== Recorded information ==
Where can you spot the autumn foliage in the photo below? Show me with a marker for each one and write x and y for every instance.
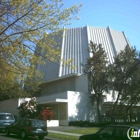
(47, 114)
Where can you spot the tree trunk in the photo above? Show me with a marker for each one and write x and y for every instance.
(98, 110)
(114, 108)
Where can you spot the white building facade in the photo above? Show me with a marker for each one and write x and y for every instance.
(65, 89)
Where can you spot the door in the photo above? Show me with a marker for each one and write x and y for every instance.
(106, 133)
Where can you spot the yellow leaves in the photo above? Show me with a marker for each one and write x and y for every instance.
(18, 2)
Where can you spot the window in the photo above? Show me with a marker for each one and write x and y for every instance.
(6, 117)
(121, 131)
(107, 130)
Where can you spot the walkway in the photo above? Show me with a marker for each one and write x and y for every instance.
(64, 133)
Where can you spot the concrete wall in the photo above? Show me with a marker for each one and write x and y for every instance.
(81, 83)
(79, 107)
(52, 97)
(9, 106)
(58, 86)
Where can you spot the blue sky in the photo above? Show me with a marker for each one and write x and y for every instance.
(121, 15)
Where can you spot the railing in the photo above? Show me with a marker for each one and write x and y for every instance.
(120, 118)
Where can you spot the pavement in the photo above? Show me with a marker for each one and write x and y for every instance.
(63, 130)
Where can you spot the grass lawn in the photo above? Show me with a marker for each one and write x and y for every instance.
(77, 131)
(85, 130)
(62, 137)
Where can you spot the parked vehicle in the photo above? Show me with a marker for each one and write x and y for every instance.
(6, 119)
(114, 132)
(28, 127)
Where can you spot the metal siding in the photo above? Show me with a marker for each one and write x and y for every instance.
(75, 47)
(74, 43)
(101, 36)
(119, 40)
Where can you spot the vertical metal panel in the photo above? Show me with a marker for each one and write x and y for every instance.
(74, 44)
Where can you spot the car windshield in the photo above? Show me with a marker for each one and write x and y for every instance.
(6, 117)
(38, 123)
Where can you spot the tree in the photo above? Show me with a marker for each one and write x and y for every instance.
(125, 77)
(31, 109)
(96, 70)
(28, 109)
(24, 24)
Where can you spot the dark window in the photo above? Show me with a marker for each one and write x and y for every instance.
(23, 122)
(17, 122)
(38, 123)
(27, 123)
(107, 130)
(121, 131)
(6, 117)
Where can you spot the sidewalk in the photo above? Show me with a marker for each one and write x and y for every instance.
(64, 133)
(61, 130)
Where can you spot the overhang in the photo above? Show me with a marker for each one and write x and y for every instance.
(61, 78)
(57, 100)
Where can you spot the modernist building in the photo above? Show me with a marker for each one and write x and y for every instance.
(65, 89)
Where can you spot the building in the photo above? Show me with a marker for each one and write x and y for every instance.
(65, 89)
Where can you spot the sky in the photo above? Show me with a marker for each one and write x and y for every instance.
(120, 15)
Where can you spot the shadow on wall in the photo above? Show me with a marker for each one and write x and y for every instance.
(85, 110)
===
== Recorded information ==
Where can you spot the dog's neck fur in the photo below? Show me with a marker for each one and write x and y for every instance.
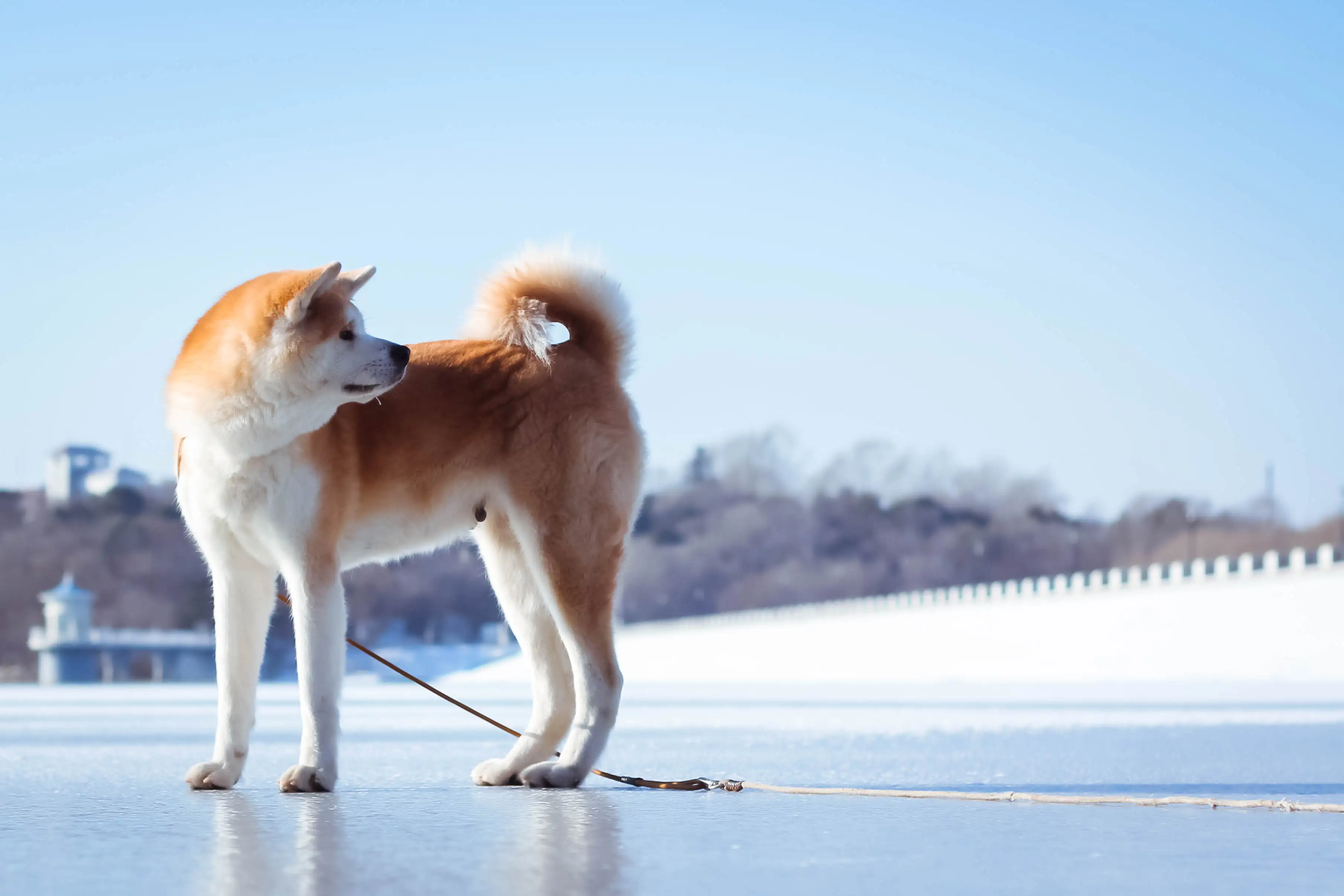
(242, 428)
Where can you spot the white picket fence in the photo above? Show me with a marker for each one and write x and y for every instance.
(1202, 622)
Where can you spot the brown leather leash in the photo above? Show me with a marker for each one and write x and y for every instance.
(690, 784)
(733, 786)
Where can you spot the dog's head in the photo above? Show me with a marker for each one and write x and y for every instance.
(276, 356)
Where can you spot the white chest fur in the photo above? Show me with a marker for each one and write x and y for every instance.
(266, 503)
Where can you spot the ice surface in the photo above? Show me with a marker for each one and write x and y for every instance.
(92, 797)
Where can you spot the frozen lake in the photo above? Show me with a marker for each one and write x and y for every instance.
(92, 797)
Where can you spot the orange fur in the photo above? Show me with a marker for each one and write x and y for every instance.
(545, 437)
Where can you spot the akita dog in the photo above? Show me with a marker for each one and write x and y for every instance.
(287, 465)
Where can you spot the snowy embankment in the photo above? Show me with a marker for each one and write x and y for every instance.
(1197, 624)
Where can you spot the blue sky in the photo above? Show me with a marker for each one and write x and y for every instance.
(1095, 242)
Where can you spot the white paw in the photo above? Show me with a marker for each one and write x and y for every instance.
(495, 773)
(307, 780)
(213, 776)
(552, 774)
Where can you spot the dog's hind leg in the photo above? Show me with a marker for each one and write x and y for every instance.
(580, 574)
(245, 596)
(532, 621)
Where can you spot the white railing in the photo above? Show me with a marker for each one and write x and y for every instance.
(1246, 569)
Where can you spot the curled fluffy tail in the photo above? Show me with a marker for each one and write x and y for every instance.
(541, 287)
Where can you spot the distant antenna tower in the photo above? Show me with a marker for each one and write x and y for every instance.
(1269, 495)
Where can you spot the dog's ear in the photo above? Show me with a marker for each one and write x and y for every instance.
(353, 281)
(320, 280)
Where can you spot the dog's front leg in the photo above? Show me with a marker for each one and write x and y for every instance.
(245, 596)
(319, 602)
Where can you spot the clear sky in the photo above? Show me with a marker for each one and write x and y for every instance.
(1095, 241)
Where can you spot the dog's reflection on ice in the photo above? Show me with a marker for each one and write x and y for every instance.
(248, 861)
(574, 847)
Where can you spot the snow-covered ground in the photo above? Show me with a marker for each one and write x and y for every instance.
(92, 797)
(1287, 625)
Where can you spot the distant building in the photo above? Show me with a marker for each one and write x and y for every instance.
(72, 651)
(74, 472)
===
== Recorded information ==
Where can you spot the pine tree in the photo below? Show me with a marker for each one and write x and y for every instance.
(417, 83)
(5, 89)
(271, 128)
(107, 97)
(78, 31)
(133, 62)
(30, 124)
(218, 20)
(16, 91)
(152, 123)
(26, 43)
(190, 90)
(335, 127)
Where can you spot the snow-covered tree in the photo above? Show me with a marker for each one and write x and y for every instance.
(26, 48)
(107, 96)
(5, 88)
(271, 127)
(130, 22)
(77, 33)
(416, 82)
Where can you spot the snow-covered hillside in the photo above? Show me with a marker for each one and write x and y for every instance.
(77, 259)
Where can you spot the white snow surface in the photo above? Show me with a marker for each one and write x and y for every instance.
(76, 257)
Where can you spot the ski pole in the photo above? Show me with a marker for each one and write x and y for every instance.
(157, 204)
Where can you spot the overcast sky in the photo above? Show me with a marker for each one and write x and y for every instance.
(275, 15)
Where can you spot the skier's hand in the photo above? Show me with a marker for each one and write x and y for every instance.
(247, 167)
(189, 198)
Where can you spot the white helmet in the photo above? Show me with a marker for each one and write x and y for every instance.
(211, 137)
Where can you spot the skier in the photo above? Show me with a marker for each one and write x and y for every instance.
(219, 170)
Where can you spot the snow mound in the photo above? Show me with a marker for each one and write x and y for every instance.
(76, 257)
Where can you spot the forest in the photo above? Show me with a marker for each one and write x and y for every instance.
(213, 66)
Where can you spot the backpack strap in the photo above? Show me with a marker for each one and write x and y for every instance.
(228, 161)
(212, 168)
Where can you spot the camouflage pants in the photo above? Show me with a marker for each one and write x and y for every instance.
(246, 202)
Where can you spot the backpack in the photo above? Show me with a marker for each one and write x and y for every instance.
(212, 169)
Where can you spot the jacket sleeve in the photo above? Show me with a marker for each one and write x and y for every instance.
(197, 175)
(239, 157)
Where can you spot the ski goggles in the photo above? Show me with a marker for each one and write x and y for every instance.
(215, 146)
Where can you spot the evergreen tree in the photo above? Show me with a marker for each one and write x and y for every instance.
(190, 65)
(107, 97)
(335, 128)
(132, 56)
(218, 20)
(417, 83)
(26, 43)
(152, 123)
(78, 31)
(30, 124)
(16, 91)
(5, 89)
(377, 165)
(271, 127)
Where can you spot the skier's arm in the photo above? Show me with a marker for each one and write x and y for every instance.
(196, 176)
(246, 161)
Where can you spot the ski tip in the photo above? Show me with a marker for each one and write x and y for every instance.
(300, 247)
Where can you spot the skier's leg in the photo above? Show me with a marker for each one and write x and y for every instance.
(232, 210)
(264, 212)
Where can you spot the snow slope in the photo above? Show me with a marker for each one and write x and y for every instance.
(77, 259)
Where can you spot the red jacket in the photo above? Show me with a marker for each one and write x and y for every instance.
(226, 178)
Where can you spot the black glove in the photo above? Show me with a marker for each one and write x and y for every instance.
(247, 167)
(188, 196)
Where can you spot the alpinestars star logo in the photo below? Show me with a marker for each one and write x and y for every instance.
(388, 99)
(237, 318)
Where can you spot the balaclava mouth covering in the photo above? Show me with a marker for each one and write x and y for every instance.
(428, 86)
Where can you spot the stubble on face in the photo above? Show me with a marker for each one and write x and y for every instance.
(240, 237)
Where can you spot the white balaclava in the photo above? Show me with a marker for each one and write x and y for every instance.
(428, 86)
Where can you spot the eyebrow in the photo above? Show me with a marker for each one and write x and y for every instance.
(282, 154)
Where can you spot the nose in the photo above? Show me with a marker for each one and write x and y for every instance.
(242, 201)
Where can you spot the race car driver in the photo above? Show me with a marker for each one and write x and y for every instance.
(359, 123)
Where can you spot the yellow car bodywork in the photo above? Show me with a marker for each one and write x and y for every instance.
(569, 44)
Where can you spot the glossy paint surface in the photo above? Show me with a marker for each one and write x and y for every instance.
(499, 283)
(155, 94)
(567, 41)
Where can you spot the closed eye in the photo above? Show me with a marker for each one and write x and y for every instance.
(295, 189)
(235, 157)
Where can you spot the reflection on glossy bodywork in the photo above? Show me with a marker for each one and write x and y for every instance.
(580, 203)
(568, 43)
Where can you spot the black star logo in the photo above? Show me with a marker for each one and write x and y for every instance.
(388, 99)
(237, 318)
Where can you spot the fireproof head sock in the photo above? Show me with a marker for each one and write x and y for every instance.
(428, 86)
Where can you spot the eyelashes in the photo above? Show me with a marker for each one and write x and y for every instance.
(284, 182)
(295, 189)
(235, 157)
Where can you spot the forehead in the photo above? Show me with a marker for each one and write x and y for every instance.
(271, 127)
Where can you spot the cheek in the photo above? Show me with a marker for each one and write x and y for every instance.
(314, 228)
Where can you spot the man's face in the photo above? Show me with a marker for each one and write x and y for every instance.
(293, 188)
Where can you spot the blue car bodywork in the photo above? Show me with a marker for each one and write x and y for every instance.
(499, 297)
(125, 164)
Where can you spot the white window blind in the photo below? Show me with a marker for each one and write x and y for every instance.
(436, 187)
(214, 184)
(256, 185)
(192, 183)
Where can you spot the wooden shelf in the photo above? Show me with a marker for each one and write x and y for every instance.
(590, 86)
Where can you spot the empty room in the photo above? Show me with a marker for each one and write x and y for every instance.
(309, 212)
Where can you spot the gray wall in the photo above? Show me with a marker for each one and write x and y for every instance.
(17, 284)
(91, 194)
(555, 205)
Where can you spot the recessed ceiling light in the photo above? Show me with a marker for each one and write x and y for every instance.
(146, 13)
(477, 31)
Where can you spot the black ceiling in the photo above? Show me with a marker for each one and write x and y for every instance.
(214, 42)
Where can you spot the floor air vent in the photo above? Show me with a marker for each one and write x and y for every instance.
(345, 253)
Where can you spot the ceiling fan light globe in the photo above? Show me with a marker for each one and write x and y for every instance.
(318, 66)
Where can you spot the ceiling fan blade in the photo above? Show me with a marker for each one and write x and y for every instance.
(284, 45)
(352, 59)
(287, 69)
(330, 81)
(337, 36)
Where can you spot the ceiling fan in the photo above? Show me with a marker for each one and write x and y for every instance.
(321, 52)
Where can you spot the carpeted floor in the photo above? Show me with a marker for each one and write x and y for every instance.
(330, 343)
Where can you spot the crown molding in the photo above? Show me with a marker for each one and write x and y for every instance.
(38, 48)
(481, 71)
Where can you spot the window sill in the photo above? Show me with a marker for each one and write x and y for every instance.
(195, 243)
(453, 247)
===
- Task objective -
Change "marker" to "dot" in the lines starting with the line that contains "Where can you spot the ice" and going on through the line that contains "(1095, 242)". Give only those lines, with everything else unchanged.

- Written response -
Where can you spot the ice surface in the photo above? Show me with a dot for each one and write x and y for every instance.
(92, 797)
Where can you spot the frozen lake in the photo above? Show me with a dot for each one and write x and y for every instance.
(92, 797)
Where can you spot the orange fur in the photo above? Show me with a dot for each one and write x and y for every instance.
(545, 437)
Where can you spot the akita dog in the photo above? Show me with a dot for each one and write x and y for every instance.
(287, 465)
Where can you spot the snowy embankment in the photo above? Show me with a dot for each one and write x and y for every instance.
(1197, 624)
Where can you spot the blue sky in the photo above? Show me with a dot for each one and write x and y for every instance.
(1095, 242)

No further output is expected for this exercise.